**Work instruction 1:** In the lipedema surgery text, list everything that future studies should monitor in addition to pain and quality of life.
**Work instruction 2:** Reproduce the part of the lipedema surgery text between "ACKNOWLEDGMENT" and "New Orleans, LA.", inclusive.

**Page extract:**
__________________________________________________

Compression wear is a standard therapy for lipedema and lipolymphedema care meant to support lymphatic flow and reduce inflammation. Thirty percent of our participants were able to stop wearing compression garments within the first 3 months following lipedema reduction surgery in agreement with published data from Germany.15,17,24Although our data indicate positive results, the information given by the participants was subject to recall bias; for example, some participants had lipedema reduction surgery over 4 years ago. Questions regarding physical changes and frequency that compression was worn, as well as pain, self-image, and mobility ratings are more likely to be affected by this bias. Some participants had trouble recalling weight changes before and after lipedema reduction surgery. Other factors such as cost, and treatment methods (physician, lipedema reduction surgery type, etc.) were less likely to be affected by recall bias. However, this does not mean that they were without error. To offset this, future studies should be prospective and long term.
The applicability of the study was limited by the enrolled participants. Of the 148 participants, only 6 were not White. Future studies should be more inclusive of participants of diverse race and ethnicity. Additionally, different stages of lipedema were underrepresented in this study, with only 6 participants having lipedema Stage 1, and women with lipedema Stage 2 represented nearly half of all participants.
CONCLUSIONS
This retrospective questionnaire study allowed women in the USA to self-report their experience with lipedema reduction surgery. Overall, women with lipedema had improved quality of life with reduced pain, weight and clothing size, and improved ability to walk, but there were concerning complications that need to be addressed in future prospective studies. In addition to pain and quality of life, future studies should monitor lifestyle changes after surgery, weight and body shape, type of surgery, location of surgery, and amount of tissue removed.
ACKNOWLEDGMENT
Thank you to all the women living with lipedema who answered this questionnaire, which could make a difference.
Footnotes
Published online 23 April 2021.
Presented at the 2019 Endocrine Society Meetings, New Orleans, LA.
Disclosure: All the authors have no financial interest in relation to content of this article.This study was funded by the Lipedema Foundation (lipedema.org).

__________________________________________________

**Exercise data:**
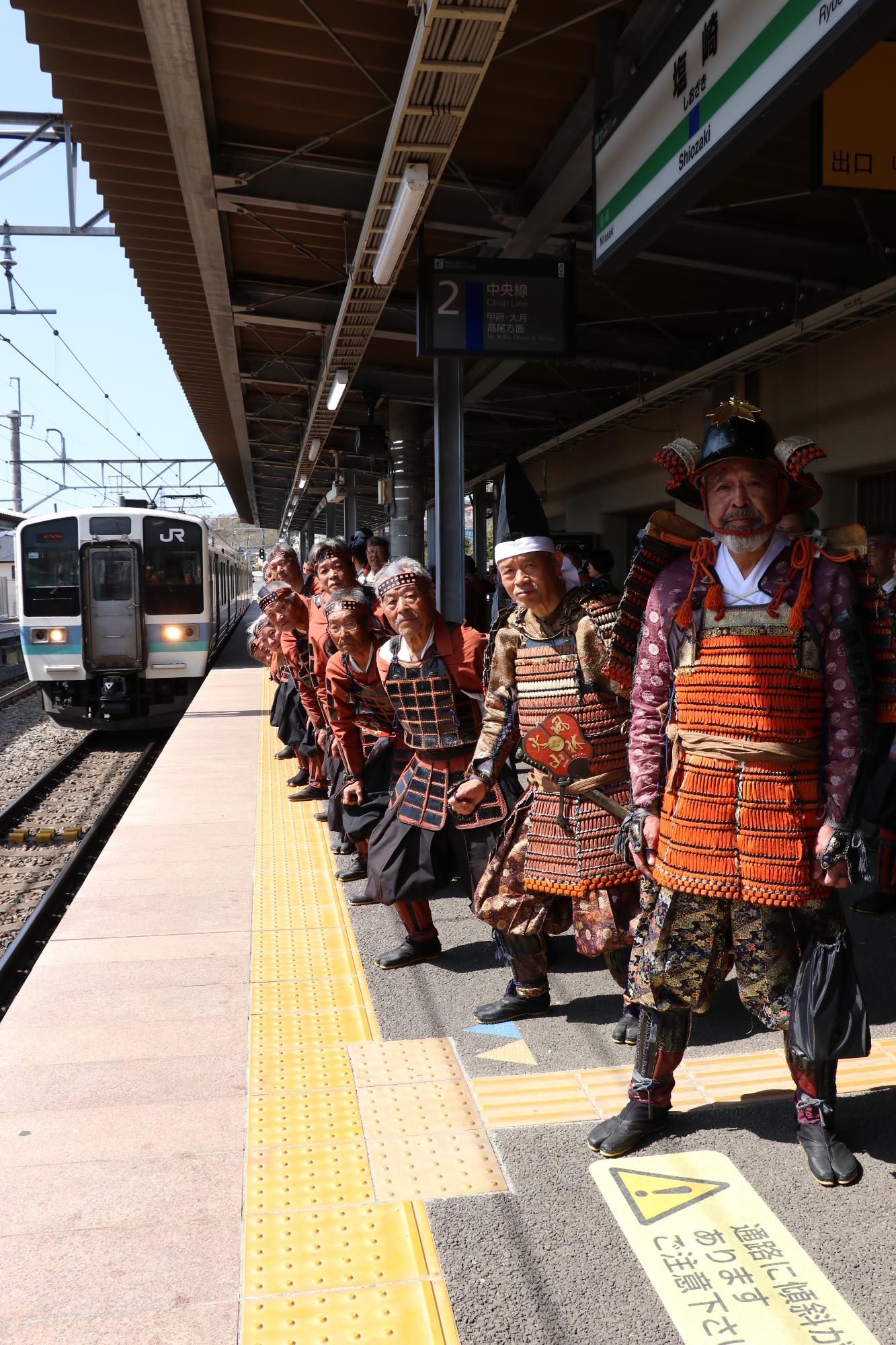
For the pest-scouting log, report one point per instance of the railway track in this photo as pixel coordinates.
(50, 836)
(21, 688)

__________________________________________________

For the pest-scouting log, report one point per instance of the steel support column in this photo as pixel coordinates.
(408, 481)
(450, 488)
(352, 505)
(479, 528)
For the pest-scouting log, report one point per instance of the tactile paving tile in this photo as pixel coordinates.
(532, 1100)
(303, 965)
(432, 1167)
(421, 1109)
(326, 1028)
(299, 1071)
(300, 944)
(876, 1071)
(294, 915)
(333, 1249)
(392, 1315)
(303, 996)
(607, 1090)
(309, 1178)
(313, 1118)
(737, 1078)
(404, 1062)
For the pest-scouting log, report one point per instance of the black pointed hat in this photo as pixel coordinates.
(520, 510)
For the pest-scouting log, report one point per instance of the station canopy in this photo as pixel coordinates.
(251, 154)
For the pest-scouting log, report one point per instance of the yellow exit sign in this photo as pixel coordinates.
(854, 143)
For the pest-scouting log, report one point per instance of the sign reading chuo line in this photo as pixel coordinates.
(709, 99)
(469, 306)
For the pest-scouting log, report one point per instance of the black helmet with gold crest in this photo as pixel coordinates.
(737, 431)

__________________________________________________

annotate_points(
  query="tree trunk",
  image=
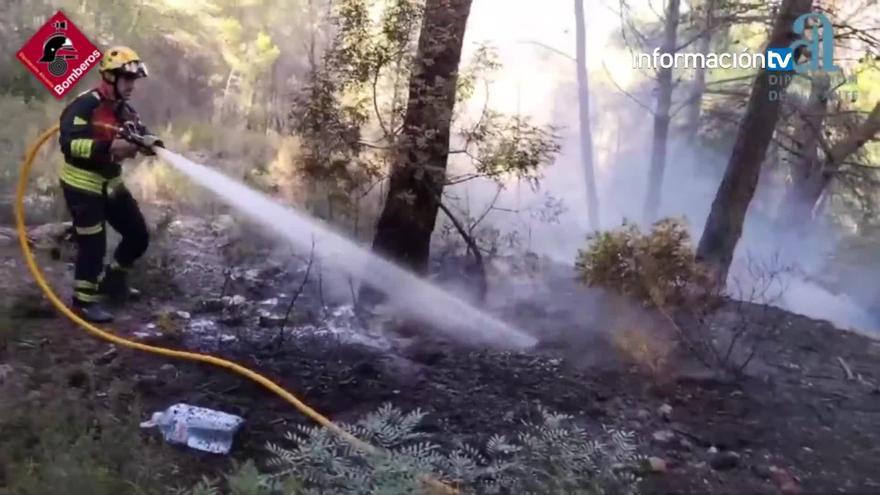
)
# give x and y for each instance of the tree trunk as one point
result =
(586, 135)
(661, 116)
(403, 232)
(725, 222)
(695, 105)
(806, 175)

__________________________________________________

**Answer space 1:**
- Lifestyle changes after surgery
- Weight and body shape
- Type of surgery
- Location of surgery
- Amount of tissue removed

**Answer space 2:**
ACKNOWLEDGMENT
Thank you to all the women living with lipedema who answered this questionnaire, which could make a difference.
Footnotes
Published online 23 April 2021.
Presented at the 2019 Endocrine Society Meetings, New Orleans, LA.